#### EXCERPT PROVIDED
- Opening Delimiter -

State park in Bucks County, Pennsylvania

Tyler State Park is a day-use Pennsylvania state park on 1711 acre in Newtown and Northampton Townships, Bucks County, Pennsylvania, United States.

Park roads, trails, and facilities are nestled within the original farm and woodland setting. Neshaminy Creek meanders through the park (no swimming), north to south. Tyler State Park is home to many different species of birds thank to the diversity of habitats, including mature forests and maintained grassland. The creek is home to water snakes, turtles, eels, and panfishes. The quieter sections of the park are home to foxes, deer, beavers, racoons, rabbits, and coyotes.

Tyler State Park contains a 36-hole disc golf course, a community theater, an art center, several picnic areas, a children's playground, and many miles of hiking and walking trails. One of the main attractions in the park is the Schofield Ford Covered Bridge, originally built in 1874. The bridge burned down due to arson on October 7, 1991, but was rebuilt with raised funds and reopened on September 7, 1997.

==History==

For thousands of years, the land that is now Tyler State Park was occupied by the Lenape. The Lenape lived in small villages along the Neshaminy Creek, where they raised crops and practiced agroforestry.

Tradition states that during the Treaty of Shackamaxon, possibly in 1682, William Penn began formal relations with the Lenape and afterward, land transfers to European colonists. Early in the 18th century, European colonists farmed the land. Families including the Coopers, Blakers, and Twinings built mills, houses, and barns. Neshaminy Creek supplied power for several mills, including Cooper Mill and Spring Garden Mill. The paved trails in Tyler State Park were once farm roads. Mill Dairy Trail connected Spring Garden Mill and the Thompson Dairy, and Stable Mill Trail went to the Tyler Stables. The original stone homes in the park are fine examples of early rural Pennsylvania farm dwellings. The farmhouses date from the 18th and 19th centuries and are leased as private residences in the modern time. There are currently 14 structures left from the original 21 estates. Some of the original barns, such as Buckman barn in the southeast corner, are used by the park maintenance and operations.

- Closing Delimiter -

#### RECORD EXCERPTS
- Opening Delimiter -

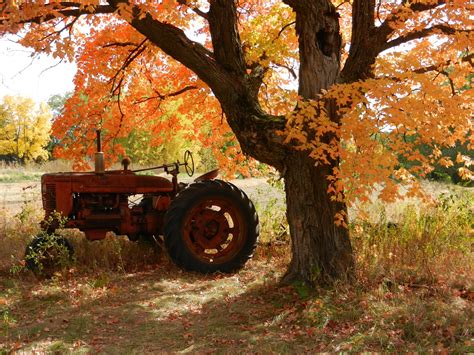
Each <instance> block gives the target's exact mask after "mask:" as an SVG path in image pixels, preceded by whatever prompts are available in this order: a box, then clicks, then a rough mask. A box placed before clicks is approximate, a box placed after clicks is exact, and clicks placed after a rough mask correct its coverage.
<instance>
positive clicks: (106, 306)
mask: <svg viewBox="0 0 474 355" xmlns="http://www.w3.org/2000/svg"><path fill="white" fill-rule="evenodd" d="M257 195H258V194H257ZM257 198H258V196H257ZM473 201H474V194H473V192H472V191H471V190H470V189H458V190H456V191H455V192H453V193H450V194H447V195H443V196H441V197H440V198H438V200H437V204H435V205H425V206H422V208H420V207H421V206H420V205H419V204H414V203H405V204H404V205H403V207H400V206H401V205H397V206H384V205H381V204H380V203H379V202H374V203H373V204H371V205H366V206H363V208H364V209H365V210H367V211H368V212H371V213H368V215H369V214H371V215H376V216H377V219H375V220H374V219H370V220H367V219H364V218H360V217H358V218H354V219H353V220H352V222H351V225H350V228H351V236H352V243H353V247H354V251H355V255H356V258H357V266H358V268H357V281H356V282H354V283H353V284H350V285H347V284H340V285H339V284H336V285H335V286H333V287H332V288H327V289H324V288H321V289H317V290H310V289H307V288H306V287H305V286H304V285H294V286H292V287H280V286H279V285H278V280H279V279H280V277H281V276H282V275H283V273H284V272H285V267H286V265H287V264H288V262H289V239H288V235H287V234H286V232H285V231H286V226H285V223H282V222H281V220H282V218H283V216H284V210H283V206H282V205H281V204H280V203H279V202H278V201H277V200H273V199H270V200H268V201H266V202H265V203H263V204H259V214H260V217H261V220H262V221H261V224H262V226H263V230H262V239H261V244H260V245H259V247H258V248H257V253H256V255H255V257H254V258H253V259H252V260H251V261H250V262H249V263H248V264H247V266H246V267H245V268H244V269H243V270H242V271H241V272H239V273H238V274H235V275H222V274H217V275H199V274H195V273H187V272H183V271H181V270H180V269H178V268H177V267H175V266H174V265H173V264H172V263H171V262H170V261H169V260H168V259H167V257H166V256H165V255H164V253H163V251H162V250H161V249H160V248H159V247H158V248H152V247H151V246H150V245H149V244H146V243H134V242H130V241H128V240H127V239H125V238H116V237H114V236H112V235H110V236H108V237H107V238H106V239H105V240H103V241H99V242H88V241H86V240H85V239H84V237H83V236H82V235H81V234H80V233H78V232H75V231H67V232H65V235H66V237H67V238H68V239H69V240H71V241H72V242H73V244H74V247H75V250H76V253H75V257H76V261H75V263H74V264H73V266H72V267H71V268H70V269H68V270H66V271H64V272H62V273H58V274H56V275H55V276H54V277H53V278H52V279H49V280H39V279H36V278H35V277H34V276H33V275H32V274H31V273H29V272H27V271H25V270H23V267H22V255H23V252H24V248H25V246H26V243H27V242H28V240H29V239H30V238H31V236H32V235H34V234H35V233H36V232H37V226H36V225H37V221H38V220H39V219H40V217H41V216H40V213H41V212H40V211H38V209H35V208H31V207H28V206H31V205H29V204H25V206H24V207H23V209H22V211H21V212H20V213H18V214H17V215H16V216H14V217H12V216H9V215H7V214H6V212H5V211H3V212H2V213H3V215H2V214H1V213H0V353H8V352H10V351H21V352H52V353H56V352H58V353H62V352H99V351H104V352H107V353H131V352H133V353H143V352H147V353H151V352H162V351H166V352H193V353H195V352H198V353H200V352H211V353H212V352H224V353H231V352H239V353H242V352H245V353H247V352H248V353H253V352H259V353H275V352H276V353H287V352H291V353H303V352H304V353H307V352H342V351H371V352H372V351H374V352H382V351H383V352H386V351H387V352H388V351H390V352H401V351H414V352H415V351H416V352H427V351H443V352H454V353H470V352H471V353H472V352H473V351H474V341H473V338H474V333H473V329H474V324H473V323H474V322H473V319H474V314H473V309H474V307H473V301H474V290H473V277H472V275H474V272H473V271H474V270H473V266H474V265H473V258H472V246H473V245H472V242H473V239H472V237H473V222H474V221H473V217H472V216H473V213H472V206H474V203H473ZM276 216H279V217H278V218H277V217H276ZM393 216H396V220H395V219H394V217H393ZM276 220H278V223H277V222H276ZM394 220H395V222H396V223H394V222H393V221H394Z"/></svg>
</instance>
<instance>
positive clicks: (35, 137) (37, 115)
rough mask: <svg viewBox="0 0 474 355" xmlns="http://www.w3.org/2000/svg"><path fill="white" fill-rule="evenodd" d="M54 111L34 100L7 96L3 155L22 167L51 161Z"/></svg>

- Closing Delimiter -

#### USING THE INFORMATION
1. In the Tyler State Park excerpt, on what date did the rebuilt Schofield Ford Covered Bridge reopen?
2. Please reproduce the part of the Tyler State Park excerpt that opens with the words "For thousands of" and closes with "and practiced agroforestry.".

#### PER-TASK ANSWERS
1. September 7, 1997

2.
For thousands of years, the land that is now Tyler State Park was occupied by the Lenape. The Lenape lived in small villages along the Neshaminy Creek, where they raised crops and practiced agroforestry.